▶ **Work order A**
In the news article about the Essex heroin case, how many years of federal supervised release will Wendell E. Saunders serve after leaving prison?
▶ **Work order B**
Extend the news article about the Essex heroin case, starting after its final sentence.

▶ **Text**
+===+

BURLINGTON – A Philadelphia man who officials say set up a drug distribution business in Essex has been sentenced to six years in prison.

Wendell E. Saunders, 41, learned on Friday he will be on federal supervised release for three years after he is discharged from prison. He also is wanted for a possible parole violation in Philadelphia.

Saunders had already pleaded guilty in U.S. District Court to knowingly possessing heroin with intent to sell on Sept. 17, 2015, the day he was arrested in Essex Jct.

An Essex Police informant told investigators he started buying heroin, often 60 bags at a time, in August 2015 from Saunders, who used the street name “J,” court records show.

An Essex Police detective assigned to the U.S. Drug Enforcement Administration Task Force got two confidential informants from Essex to obtain drugs four times from Saunders in August and September 2015, court records show. They said the sales ranged from 30 to 100 bags.

A couple of the early drug sales happened near apartments at 39 Prospect St. in Essex Jct., where the informant said he met Saunders, records show.

After one of the buys, Essex Police stopped a vehicle in which Saunders was a passenger. The driver was a Colchester man who was previously arrested for driving under the influence of drugs, records show.

Police noted Saunders had one cell phone in his hand and another under his leg. There were two more in the center console and one in the driver’s side door.

Saunders and the driver claimed they were going to a store and to the beach, but surveillance showed they did neither, the Essex drug detective said in court papers. Instead they drove directly to his girlfriend Allison Paquette’s apartment in Barre City.

After two drug sales, DEA taskforce members followed Saunders to the apartment at 29 South Main St. They arrested Saunders after he left Paquette’s apartment to Big Lots in Essex Jct. to complete a negotiated sale of 100 bags of heroin, court records show.

+===+

▶ **Supplied data**
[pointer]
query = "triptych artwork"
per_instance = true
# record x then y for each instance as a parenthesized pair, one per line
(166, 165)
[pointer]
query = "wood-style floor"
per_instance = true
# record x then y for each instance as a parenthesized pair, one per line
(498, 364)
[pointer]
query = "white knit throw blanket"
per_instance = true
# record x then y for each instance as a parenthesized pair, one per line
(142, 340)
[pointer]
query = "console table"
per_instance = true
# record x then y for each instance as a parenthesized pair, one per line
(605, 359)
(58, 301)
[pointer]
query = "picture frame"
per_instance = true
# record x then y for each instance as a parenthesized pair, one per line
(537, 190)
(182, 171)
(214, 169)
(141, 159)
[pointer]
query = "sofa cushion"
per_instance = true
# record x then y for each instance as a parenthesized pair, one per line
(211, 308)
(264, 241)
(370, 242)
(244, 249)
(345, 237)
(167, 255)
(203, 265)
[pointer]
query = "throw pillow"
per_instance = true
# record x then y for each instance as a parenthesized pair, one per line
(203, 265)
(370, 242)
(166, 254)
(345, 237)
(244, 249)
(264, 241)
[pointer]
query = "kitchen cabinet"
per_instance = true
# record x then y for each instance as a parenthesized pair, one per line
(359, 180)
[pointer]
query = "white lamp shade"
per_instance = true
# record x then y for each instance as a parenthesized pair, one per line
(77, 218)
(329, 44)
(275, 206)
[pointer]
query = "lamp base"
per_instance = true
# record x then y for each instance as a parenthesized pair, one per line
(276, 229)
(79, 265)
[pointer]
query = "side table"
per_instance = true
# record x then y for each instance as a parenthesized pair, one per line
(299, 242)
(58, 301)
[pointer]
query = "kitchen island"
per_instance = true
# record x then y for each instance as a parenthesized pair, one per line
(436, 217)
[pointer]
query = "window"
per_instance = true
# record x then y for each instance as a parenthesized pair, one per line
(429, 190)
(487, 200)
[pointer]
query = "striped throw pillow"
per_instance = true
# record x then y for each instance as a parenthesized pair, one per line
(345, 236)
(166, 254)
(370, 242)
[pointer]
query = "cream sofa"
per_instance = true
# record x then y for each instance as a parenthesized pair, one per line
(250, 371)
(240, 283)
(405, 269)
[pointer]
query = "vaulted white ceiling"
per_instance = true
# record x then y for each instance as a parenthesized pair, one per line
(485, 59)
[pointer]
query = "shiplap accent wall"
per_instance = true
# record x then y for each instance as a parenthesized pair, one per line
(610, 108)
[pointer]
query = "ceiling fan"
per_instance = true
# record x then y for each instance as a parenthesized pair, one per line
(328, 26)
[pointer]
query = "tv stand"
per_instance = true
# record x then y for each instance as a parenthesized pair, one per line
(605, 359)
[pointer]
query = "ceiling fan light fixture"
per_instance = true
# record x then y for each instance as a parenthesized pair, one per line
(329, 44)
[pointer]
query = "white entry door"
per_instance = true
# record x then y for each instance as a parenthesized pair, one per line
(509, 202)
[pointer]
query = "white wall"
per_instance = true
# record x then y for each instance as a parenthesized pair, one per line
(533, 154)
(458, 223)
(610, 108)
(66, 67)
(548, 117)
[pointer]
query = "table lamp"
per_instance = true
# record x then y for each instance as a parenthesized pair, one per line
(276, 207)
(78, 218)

+===+

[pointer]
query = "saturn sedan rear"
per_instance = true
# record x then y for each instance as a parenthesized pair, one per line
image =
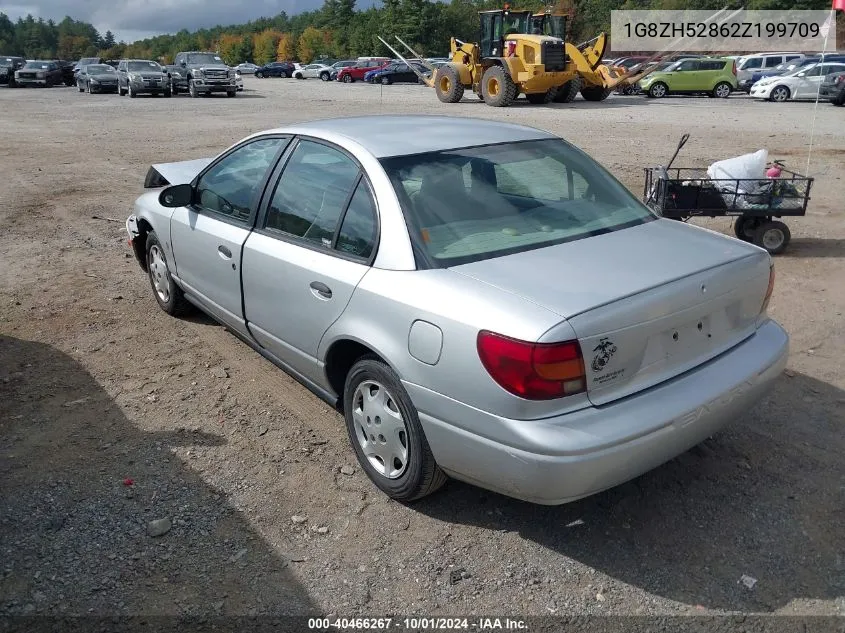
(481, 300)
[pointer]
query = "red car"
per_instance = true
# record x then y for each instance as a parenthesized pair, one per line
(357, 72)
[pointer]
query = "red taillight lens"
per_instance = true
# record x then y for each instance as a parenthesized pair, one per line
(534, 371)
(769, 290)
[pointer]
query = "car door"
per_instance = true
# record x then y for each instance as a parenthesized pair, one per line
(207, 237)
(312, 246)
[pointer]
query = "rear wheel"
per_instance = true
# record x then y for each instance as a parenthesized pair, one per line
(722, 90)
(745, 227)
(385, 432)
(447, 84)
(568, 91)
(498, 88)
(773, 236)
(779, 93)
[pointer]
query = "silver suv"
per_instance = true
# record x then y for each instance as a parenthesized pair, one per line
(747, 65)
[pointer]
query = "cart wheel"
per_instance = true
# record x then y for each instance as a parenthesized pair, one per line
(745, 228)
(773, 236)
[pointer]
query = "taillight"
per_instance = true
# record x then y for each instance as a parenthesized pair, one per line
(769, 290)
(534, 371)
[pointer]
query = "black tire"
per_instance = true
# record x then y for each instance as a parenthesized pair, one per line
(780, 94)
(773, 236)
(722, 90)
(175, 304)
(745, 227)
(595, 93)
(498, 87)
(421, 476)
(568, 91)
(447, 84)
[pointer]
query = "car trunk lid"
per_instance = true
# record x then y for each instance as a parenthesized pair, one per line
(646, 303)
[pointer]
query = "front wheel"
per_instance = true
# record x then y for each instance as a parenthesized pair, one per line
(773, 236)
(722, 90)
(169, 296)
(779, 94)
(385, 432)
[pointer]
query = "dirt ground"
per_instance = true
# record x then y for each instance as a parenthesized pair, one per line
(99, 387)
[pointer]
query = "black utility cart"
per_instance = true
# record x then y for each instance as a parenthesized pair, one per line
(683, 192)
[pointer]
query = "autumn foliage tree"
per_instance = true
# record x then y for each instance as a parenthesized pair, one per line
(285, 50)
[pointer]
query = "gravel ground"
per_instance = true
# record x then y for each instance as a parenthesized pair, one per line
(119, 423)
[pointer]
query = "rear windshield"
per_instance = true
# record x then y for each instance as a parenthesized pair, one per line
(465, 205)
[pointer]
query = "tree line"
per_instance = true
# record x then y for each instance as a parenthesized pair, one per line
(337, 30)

+===+

▶ **Exercise result A**
Three years.

▶ **Exercise result B**
Police said they found 120 bags of heroin during the arrest, but Saunders denied ownership.

After the arrest, investigators conducted a court-ordered search of the Barre apartment and seized 1,030 bags of heroin, 88 grams of raw heroin, 64 grams of crack cocaine and some powder cocaine all inside a Coach bag in a bedroom, Assistant U.S. Attorney Wendy Fuller said in court papers.

Officers also found $10,000 in cash and two firearms, including an assault rifle in the living room couch and a .22 caliber revolver in a jewelry box in the bedroom, Fuller wrote. Paquette, whose brother works for the DEA, said the handgun was hers, but not the assault rifle, police said.

Saunders was indicted on four heroin sales and one charge of possession with intent to distribute heroin and crack cocaine.

Last Friday, Fuller asked for Saunders to be sentenced to 12.5 years in prison due to the nature of the crime and guns were found, and because Saunders is considered a career criminal under federal law. Among his felony convictions is an aggravated assault where he shot a person three times, Federal Judge Christina Reiss noted.

Defense attorney Jordana M. Levine said a five-year sentence was more appropriate. She objected to claims her client is a career criminal and the amount of drugs the government linked to him.

The federal sentencing guidelines, which are advisory, proposed a penalty between 12.5 and nearly 16 years. Reiss said she thought a shorter sentence was proper.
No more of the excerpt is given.